実施する課題:
**1)** 強化学習の手法に関する抜粋によると、AtariでPGQと比較された手法はどれか。
**2)** 強化学習の手法に関する抜粋の最後の文に続けて、その先を書き継げ。

抜粋:
■ ■ ■ ■ ■

エントロピー正則化付きの方策勾配法の局所解とQ学習の収束点の関係について新しい知見を見出し、それを使って方策勾配法とQ学習を組み合わせた新しいアルゴリズムPGQを提案した。 背景には、方策勾配法は基本的にオンラインでオフラインのデータの活用が出来ないのでそれを活用できるようにしたいというモチベーションがある(これはACER等と同じ)。 PGQは、Actor-Criticの更新則に、方策と状態の価値関数から計算される行動価値関数にQ学習を適用する項をηで重み付けして追加する。 学習される行動価値関数が最適へと収束することの証明に加え、AtariでDQNとA3Cと比較をした結果、PGQが一番悪いゲームはなかった(つまり常に1位か2位)。

示している・示唆していること
  • 3.1, 3.2: エントロピー正則化付きの方策勾配法は、アドバンテージを学習していると見なすことが出来る(のでこれを使えばQ関数を表現できる)
  • 3.3: Action-preferenceで表現した方策を使うactor-critic(方策勾配法)と、dueling architectureとボルツマン方策を使った価値関数ベースの手法(Q学習やSARSA)が更新則として等しい
  • 4.3: PGQの更新則が最適価値関数を導く

割引付きのエントロピー正則化項が追加された目的関数O_entを最適化する(ことになる)アルゴリズム、PCLを提案。 背景には方策オンと方策オフの一長一短を解決したいというのがある。これは方策オフの複数ステップへの延長路線。 まず、最適ベルマン作用素を特殊ケースとして含む新しいベルマン作用素を提案 (softmax Bellman opperator) し、 これの不動点であるsoftmax-vとO_entの最適方策が、方策オンのサンプルの軌跡に対して満たすべき関係式を導いている。 そしてこの関係式を満たすように方策と状態価値関数を更新する。また軌跡をリプレイバッファに入れることで方策オフ的な学習効率の改善もしている。 複数ステップの方策オフ型学習をしていることになるが、バイアスがないのが大きな特徴か。

■ ■ ■ ■ ■

データセット:
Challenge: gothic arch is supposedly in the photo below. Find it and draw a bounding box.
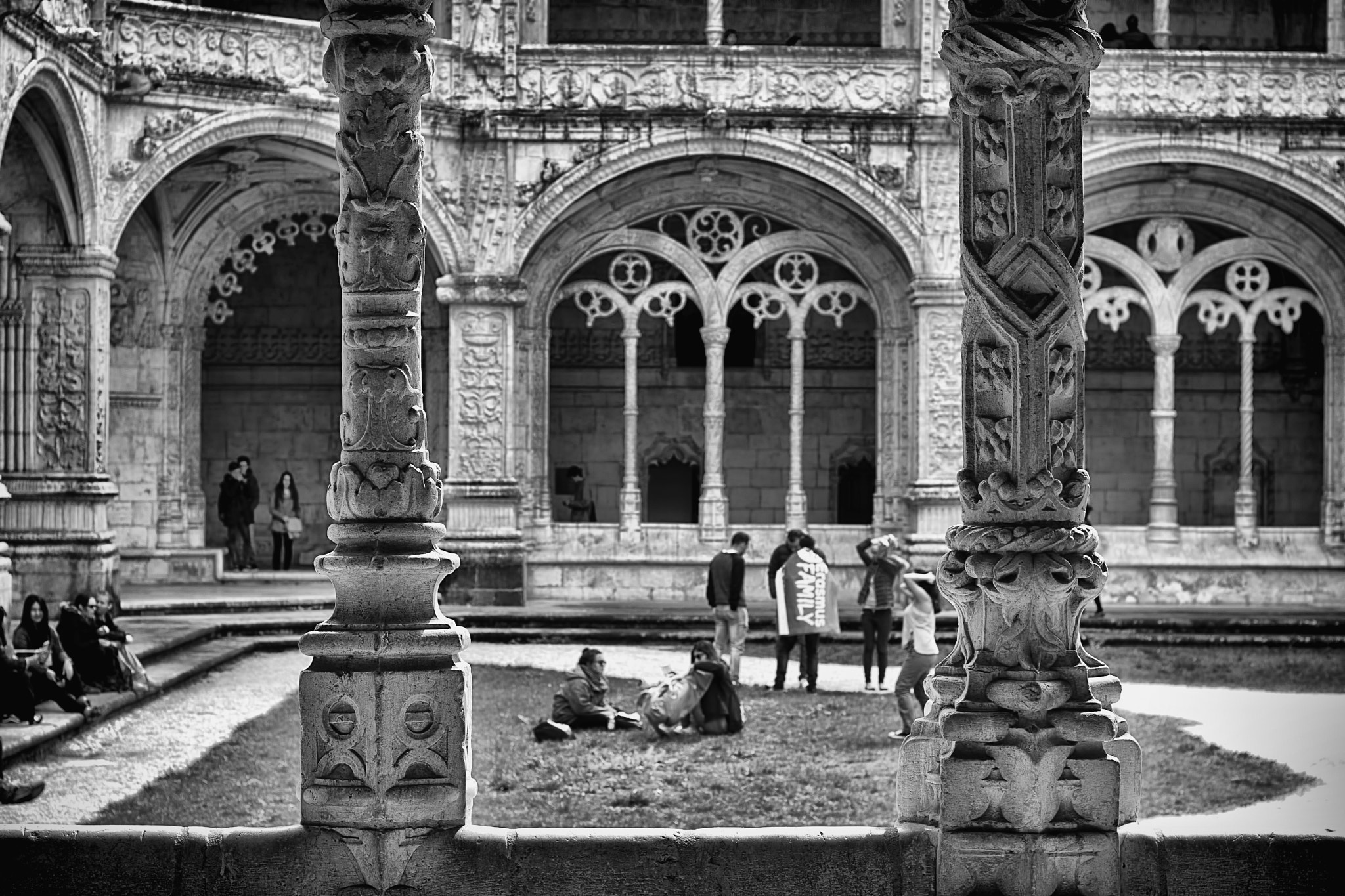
[104,106,463,271]
[0,58,99,246]
[514,132,924,286]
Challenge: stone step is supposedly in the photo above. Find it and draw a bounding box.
[0,626,299,760]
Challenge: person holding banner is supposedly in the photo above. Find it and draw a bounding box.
[775,534,841,693]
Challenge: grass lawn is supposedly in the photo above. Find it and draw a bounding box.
[91,666,1313,828]
[747,642,1345,693]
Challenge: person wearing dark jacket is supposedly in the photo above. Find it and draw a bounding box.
[56,594,125,691]
[238,454,261,570]
[219,461,252,570]
[13,594,99,719]
[692,641,742,735]
[552,647,640,731]
[705,532,752,685]
[856,534,910,691]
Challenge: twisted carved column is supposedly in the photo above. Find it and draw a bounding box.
[621,317,640,542]
[1233,331,1260,548]
[897,0,1139,896]
[1147,336,1181,542]
[300,0,475,892]
[784,326,808,529]
[701,326,729,542]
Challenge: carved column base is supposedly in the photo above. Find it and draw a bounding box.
[0,473,117,601]
[619,485,644,544]
[699,485,729,544]
[936,832,1120,896]
[1233,489,1260,548]
[299,645,476,827]
[784,489,808,529]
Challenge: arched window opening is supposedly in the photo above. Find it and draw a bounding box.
[644,458,701,523]
[835,457,878,525]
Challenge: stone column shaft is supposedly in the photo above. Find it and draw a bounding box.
[1151,0,1173,50]
[1147,336,1181,542]
[705,0,724,47]
[1233,331,1259,547]
[784,322,808,529]
[897,7,1138,896]
[300,0,473,893]
[701,326,729,544]
[621,318,640,542]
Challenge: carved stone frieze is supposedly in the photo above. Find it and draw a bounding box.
[32,286,93,471]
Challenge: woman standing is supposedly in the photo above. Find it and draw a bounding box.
[271,470,304,570]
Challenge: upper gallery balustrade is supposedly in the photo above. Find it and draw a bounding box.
[109,0,1345,118]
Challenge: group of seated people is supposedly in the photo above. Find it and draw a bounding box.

■ ■ ■ ■ ■

課題の解答:
**1)** DQNとA3Cである。

**2)**
定義・提案しているもの
  • Softmaxベルマン方程式・作用素(式4, 54)とそれらの不動点としてのsoftmax-Vとsoftmax-Q(式13, 14)
  • 3.2: 割引付きのエントロピー正則化項(とそれを通常の累積割引報酬和の期待値に足した目的関数O_ent(式15))
示しているもの

O_entの最適方策とsoftmax-V(Q)の間には定理1と補題3の関係が成り立つ

  • 定理1: O_entについての最適方策とsoftmax-Vが式16の関係式を満たす
    • 別々に定義されたO_ent(の最適方策)とsoftmax-Vがここで繋がる
    • 式16はsoftmaxベルマン作用素の不動点が満たすべき関係式のようなもの(?)
    • 通常の最適ベルマン作用素と比べるとTD誤差がゼロになるのではなく、O_entの最適方策のlogになる
  • 補題2: O_entの最適方策がsoftamxアドバンテージ関数(softmax-Qとsoftmax-V)を使って表せる
  • 補題3: O_ent, O_entの最適方策、softmax-Vが与えられたとき、これらは軌跡s1:tについてある関係式を満たす(必要がある)
    • 式16の等式を帰納的に軌跡s1:tに適用していくことで導かれる等式
    • 恐らく式(16)が1ステップのベルマン方程式に対応し、これが複数ステップのベルマン方程式に対応している(?)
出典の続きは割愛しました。